━━ Text ━━

If you do not specify ali as an ArrayList(Integer) but just as a general ArrayList, the compiler has no idea of knowing what's inside it! It will just treat everything as a general Object. However, at the moment you try to cast it to a string (which you're doing wrong anyhow, doing (String) is always bad) it will fail, because only at that time it will look what kind of object the 'Object' actually is.It's like doing: Object o = new String(""); int I = (String)o; The compiler will accept this; at runtime the cast will fail!
As a sidenote, this casting process also makes a general ArrayList much slower than a arraylist that has it's contenttype defined. Not to mention that it's much better programming to define what's in an ArrayList.
– Ziyao Wei Jun 8 at 13:59 @Ziyao If you don't specify the type in the right hand side, you are basically trying to instantiate an ArrayList – Marcelo Jun 8 at 14:01 The casting process does not slow anything down - Generics are erased, so the Casting still has to be done - just you as a code author do not do it. – planetjones Jun 8 at 14:01 @Ziyao Wei Nope. See the example I've just added.

━━━

- **Problems**:
A. Rewrite the Java ArrayList discussion from "As a sidenote, this" to "in an ArrayList.", swapping "much slower" for "noticeably slower".
B. Extend the Java ArrayList discussion, picking up right after its final sentence.

━━ Data section ━━

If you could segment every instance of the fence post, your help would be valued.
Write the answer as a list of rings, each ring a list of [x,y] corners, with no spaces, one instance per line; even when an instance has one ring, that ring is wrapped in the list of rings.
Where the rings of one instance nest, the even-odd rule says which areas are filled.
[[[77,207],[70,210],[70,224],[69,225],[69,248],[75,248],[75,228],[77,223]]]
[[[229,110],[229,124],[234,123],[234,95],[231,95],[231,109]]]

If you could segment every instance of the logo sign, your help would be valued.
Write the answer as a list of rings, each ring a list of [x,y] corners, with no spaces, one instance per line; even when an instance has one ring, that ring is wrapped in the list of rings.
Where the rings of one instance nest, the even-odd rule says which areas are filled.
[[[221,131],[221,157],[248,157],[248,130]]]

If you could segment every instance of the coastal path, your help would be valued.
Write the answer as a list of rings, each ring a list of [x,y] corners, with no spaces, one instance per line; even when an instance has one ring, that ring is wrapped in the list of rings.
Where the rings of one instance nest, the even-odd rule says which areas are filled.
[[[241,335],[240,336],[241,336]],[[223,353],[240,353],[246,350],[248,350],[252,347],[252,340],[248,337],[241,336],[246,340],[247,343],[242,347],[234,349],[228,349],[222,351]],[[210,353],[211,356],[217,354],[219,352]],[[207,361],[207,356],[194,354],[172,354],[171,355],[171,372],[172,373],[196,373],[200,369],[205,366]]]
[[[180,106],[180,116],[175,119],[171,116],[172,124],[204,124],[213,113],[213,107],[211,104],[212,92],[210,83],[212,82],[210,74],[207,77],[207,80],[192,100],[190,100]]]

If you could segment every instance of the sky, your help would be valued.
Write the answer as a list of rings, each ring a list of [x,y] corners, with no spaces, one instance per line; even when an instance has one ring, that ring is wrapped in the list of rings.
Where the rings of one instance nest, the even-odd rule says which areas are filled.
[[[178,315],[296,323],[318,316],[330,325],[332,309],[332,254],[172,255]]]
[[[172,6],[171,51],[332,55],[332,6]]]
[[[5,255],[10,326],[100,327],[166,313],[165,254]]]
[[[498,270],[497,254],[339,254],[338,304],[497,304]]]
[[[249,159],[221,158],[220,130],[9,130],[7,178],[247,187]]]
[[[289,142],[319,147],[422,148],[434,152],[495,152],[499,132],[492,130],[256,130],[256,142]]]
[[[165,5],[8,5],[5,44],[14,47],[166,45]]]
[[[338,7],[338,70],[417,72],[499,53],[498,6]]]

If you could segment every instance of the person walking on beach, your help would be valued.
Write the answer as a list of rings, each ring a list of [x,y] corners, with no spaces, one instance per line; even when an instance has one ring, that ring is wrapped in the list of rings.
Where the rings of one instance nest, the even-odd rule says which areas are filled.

━━━

- **Answers to the problems**:
A.
As a sidenote, this casting process also makes a general ArrayList noticeably slower than a arraylist that has it's contenttype defined. Not to mention that it's much better programming to define what's in an ArrayList.

B.
The compiler just checks the general filetype, as in some cases (like extended classes and such) such a conversion will go fine. – Vincent Koeman Jun 8 at 14:01 1 @Vincent re: casting - o.toString() is definitely not the same as casting. Casting is an assertion of a sort - this is a String, let me treat it as one.
Getting a runtime exception if it's of a different class is the correct behaviour - you don't just want an arbitrary string representation of a different object instead. Also, this fails with null where casting would correctly return a null String. Basically, if you want to cast to a String, casting is the only (and thus best) way to do it.
If you want to convert to a String, casting isn't even an option. – Andrzej Doyle Jun 8 at 14:23.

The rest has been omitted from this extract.